##### Excerpted text #####
EXPERIMENTAL MODEL AND SUBJECT PARTICIPANT DETAILS

This study was approved by the Institutional Ethics Review Board of Oregon Health & Science University and the University of California, Irvine. A total of 102 non-smoking women (47 lean, 12 overweight, and 43 obese) who had an uncomplicated pregnancy were enrolled for this study. Cohort characteristics are outlined in Table 1. Written informed consent was obtained from all participants. Due to the strong positive correlation between pre-pregnancy BMI and total body fat in our previous studies,⁸⁶ we used pre-pregnancy BMI as a surrogate for maternal pregravid obesity and stratified participants into lean or obese based on pre-pregnancy BMI (Table 1). Participants Only decidua from patients who met study inclusion criteria undergoing scheduled cesarean deliveries for a variety of medical and elective indications, including repeat cesareans, breech presentation, maternal request, and medical contra-indication to vaginal birth. There were no indications of complications for any of the study participants. The decision to use decidua obtained via cesarean section was made to avoid confounders associated with delivery (length of labor, methods of pain control, etc.). Exclusion criteria include active maternal infection, documented fetal congenital anomalies, substance use disorder, chronic illness requiring regular medication use, preeclampsia, gestational diabetes, chorioamnionitis, and significant medical conditions (active cancers, cardiac, renal, hepatic, or pulmonary diseases).
#####
— What the task requires —
In the participant details, what measure serves as a surrogate for maternal pregravid obesity?
##### Given information #####
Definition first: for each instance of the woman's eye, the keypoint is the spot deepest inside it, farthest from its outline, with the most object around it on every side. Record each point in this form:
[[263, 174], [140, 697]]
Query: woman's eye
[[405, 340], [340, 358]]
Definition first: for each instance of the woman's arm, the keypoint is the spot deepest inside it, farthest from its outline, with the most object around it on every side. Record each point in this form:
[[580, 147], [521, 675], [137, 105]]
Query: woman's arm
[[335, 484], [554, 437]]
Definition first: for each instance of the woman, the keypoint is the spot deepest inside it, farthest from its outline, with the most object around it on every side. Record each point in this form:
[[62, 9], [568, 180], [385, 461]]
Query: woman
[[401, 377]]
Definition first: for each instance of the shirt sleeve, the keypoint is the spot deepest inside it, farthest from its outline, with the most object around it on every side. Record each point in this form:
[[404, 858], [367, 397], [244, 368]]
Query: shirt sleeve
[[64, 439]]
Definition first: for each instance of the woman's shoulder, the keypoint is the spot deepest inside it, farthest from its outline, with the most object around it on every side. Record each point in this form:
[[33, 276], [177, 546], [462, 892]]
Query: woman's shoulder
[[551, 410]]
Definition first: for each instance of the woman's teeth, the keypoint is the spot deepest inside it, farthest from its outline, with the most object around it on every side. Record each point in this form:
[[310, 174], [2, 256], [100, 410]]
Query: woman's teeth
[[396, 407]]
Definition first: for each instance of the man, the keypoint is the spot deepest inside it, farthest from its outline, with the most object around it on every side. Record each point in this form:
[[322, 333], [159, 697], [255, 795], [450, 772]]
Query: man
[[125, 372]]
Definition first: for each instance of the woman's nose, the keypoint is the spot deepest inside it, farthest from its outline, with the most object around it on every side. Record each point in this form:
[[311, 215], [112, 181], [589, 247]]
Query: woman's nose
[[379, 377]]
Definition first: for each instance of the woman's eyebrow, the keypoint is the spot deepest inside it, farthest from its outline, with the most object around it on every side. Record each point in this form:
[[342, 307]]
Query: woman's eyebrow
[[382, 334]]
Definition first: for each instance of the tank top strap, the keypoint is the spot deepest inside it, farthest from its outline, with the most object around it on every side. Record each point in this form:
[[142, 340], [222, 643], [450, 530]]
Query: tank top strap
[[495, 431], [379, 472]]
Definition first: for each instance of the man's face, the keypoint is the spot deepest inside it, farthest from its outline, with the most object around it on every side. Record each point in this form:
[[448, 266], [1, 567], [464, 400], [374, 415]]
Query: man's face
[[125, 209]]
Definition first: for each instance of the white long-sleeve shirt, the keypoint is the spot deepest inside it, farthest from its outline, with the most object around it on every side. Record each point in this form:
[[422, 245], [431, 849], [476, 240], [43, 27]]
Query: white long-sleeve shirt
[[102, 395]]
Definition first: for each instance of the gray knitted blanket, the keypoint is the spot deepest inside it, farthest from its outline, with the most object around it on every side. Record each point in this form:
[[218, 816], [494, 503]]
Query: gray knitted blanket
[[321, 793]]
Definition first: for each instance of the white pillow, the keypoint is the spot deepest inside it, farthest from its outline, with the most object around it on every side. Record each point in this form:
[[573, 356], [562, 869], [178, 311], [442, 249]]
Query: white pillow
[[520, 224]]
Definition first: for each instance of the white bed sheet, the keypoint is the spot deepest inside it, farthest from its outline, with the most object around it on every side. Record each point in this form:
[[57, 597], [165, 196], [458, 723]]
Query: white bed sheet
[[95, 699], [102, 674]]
#####
— Answer to the exercise —
Pre-pregnancy BMI